▶ **EXTRAIT DE PAGE**
***
À l'heure où les compétitions phares deviennent des « grands-messes » planétaires, les clubs d'élite souffrent de ce défaut d'infrastructures, alors qu'ils sont placés en situation de concurrence avec des rivaux européens en règle générale mieux lotis qu'eux.
De fait, la France fait pâle figure à côté de certains de ses voisins en matière d'équipements sportifs. Notre pays accuse un retard particulièrement important dans deux domaines , que les travaux réalisés en prévision de l'Euro 2016 et ceux à venir pour la Coupe du monde de handball en 2017 ambitionnent de combler en partie : la construction de salles de taille intermédiaire et d'arénas, et la montée en gamme des stades.
a) Une pénurie d'arénas et de salles de taille intermédiaire
Le constat dressé par le rapport Aréna 2015 est alarmant : « En matière de grandes salles, la France s'est endormie ». En trente ans, seulement deux salles de plus de 10 000 places ont été construites : le Palais omnisports de Paris-Bercy (POPB) d'une capacité de 14 500 places en configuration sport (1983) et le Park&Suites Arena de Montpellier d'une capacité de 14 000 places en configuration sport (2010).
Dans l'intervalle, la plupart des pays d'Europe se sont dotés d'arénas et l'on y dénombre au total 90 salles de plus de 10 000 places, dont 18 en Allemagne, 12 en Espagne, 6 en Italie ou encore 5 au Royaume-Uni. L'Allemagne, pays le mieux doté d'Europe, ne compte pas moins de 51 structures de plus de 5 000 places, dont 14 de plus de 10 000 places et 4 de plus de 15 000 places.
Au final, la France se situe au huitième rang européen pour les salles de sport de plus de 5 000 places , un déficit que les 17 zéniths (salles de spectacle modulables) ne permettent pas de combler, seul celui d'Orléans permettant d'accueillir les matchs européens de son équipe de basketball.
Le déficit de grandes salles dessert les clubs professionnels qui manquent de visibilité médiatique et éprouvent des difficultés à mettre en place un modèle économique indépendant des subventions . La capacité jugée normale pour les compétitions est d'environ 5 000 places, alors que le parc actuel de salles oscille généralement entre 3 000 et 3 500 places, avec à la clé moins de recettes de billetterie . Au cours de son audition, Florent Houzot, directeur de la rédaction de beIN SPORTS, signalait ainsi que « le PSG Handball, qui n'a pas de salle pour accueillir des clubs qui viennent jouer la ligue des champions de handball, est obligé d'annexer la Halle Carpentier et il doit harmoniser son calendrier avec l'équipe de basketball de Nanterre qui joue dans cette même salle, d'où des problèmes de programmation ».
***
▶ **DONNÉES FOURNIES**
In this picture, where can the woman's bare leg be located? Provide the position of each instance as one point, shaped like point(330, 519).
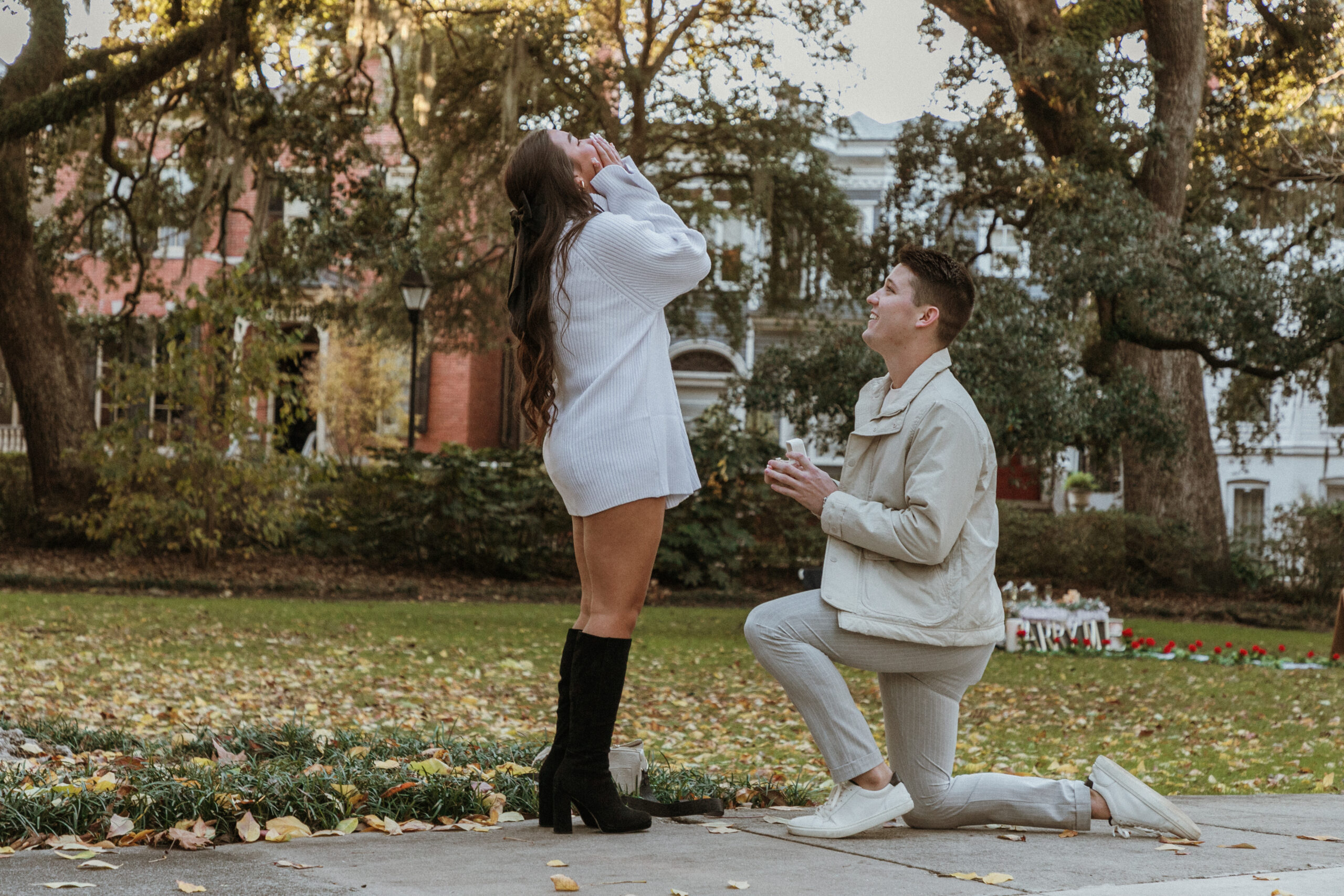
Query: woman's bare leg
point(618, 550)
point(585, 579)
***
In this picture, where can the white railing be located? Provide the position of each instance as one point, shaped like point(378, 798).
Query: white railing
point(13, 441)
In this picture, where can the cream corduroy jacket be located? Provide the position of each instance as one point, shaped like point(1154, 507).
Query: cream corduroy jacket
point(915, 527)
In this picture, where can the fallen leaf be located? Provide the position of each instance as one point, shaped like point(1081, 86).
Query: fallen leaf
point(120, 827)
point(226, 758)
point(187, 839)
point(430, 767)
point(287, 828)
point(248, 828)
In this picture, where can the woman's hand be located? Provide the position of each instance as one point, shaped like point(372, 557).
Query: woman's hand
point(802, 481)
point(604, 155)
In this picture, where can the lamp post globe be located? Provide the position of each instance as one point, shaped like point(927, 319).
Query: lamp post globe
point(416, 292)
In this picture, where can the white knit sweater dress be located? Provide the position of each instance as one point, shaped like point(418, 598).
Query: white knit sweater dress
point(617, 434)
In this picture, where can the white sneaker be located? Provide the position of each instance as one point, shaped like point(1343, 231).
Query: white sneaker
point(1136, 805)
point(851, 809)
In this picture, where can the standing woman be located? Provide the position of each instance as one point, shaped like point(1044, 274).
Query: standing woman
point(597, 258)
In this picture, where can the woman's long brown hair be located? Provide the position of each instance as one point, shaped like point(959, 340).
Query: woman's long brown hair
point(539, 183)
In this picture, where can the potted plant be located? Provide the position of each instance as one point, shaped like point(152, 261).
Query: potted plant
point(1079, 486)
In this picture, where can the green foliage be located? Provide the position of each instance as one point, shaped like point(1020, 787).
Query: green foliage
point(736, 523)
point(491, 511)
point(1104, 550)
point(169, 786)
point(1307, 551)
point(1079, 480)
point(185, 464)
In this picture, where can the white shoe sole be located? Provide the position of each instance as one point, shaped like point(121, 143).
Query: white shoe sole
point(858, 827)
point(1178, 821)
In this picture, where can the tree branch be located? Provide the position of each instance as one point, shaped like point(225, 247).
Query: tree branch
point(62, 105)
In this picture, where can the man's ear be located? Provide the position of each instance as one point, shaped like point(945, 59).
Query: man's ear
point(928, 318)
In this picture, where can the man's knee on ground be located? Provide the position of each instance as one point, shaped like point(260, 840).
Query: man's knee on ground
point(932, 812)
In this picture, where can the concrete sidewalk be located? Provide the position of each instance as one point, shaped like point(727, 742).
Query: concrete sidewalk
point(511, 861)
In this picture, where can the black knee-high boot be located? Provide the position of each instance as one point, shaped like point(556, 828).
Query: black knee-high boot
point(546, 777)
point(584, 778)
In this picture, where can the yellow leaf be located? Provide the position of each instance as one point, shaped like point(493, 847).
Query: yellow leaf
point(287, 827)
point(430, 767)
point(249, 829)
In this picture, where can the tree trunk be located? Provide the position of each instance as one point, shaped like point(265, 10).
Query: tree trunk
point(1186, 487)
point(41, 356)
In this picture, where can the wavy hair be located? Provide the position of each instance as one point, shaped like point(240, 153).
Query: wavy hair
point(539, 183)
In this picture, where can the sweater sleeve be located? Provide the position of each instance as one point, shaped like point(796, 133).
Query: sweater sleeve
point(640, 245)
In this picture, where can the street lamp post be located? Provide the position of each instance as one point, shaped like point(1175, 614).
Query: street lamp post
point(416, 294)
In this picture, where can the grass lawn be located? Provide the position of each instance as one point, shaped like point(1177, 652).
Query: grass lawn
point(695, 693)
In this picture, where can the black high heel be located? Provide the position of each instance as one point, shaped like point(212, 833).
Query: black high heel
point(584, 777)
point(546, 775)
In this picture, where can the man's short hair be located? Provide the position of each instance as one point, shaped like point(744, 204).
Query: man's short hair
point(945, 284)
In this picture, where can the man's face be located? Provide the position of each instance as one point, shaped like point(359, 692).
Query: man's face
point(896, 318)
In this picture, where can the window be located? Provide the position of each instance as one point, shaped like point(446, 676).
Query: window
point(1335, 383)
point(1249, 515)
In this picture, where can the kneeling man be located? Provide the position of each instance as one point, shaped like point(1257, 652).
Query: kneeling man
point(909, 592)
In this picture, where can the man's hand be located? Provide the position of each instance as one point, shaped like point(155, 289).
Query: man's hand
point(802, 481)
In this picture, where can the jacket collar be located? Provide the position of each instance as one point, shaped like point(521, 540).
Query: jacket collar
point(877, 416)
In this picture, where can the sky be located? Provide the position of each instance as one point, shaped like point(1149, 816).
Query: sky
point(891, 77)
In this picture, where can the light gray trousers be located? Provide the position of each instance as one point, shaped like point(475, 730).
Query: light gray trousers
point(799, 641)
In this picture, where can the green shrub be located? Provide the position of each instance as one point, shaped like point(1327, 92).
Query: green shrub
***
▶ **EXERCICE 1**
Dans l'extrait sur les équipements sportifs, à quel rang européen la France se situe-t-elle pour les salles de sport de plus de 5 000 places ?
▶ **EXERCICE 2**
Recopiez le passage de l'extrait sur les équipements sportifs qui va de « Dans l'intervalle, la » à « 15 000 places. ».

▶ **CORRIGÉ 1**
Au huitième rang européen.

▶ **CORRIGÉ 2**
Dans l'intervalle, la plupart des pays d'Europe se sont dotés d'arénas et l'on y dénombre au total 90 salles de plus de 10 000 places, dont 18 en Allemagne, 12 en Espagne, 6 en Italie ou encore 5 au Royaume-Uni. L'Allemagne, pays le mieux doté d'Europe, ne compte pas moins de 51 structures de plus de 5 000 places, dont 14 de plus de 10 000 places et 4 de plus de 15 000 places.